WHAT THE TASK REQUIRES: Collect the lines of the entries where "this" shows up.

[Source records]

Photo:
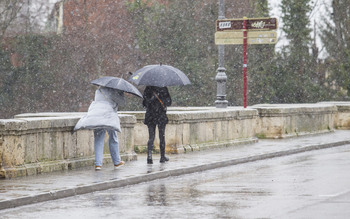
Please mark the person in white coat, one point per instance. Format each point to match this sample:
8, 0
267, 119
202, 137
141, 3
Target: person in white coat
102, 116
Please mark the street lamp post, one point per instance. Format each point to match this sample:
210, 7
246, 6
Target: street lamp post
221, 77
* * *
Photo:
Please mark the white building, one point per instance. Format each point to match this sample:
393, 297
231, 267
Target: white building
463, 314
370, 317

TASK RESPONSE:
Please mark the person in white coat, one point per instance. Format each point to match this sample:
Please mark the street lamp post, one point per instance. Format each point to match this sample:
Please mark the white building, one point per instance. Format each point to match this sample:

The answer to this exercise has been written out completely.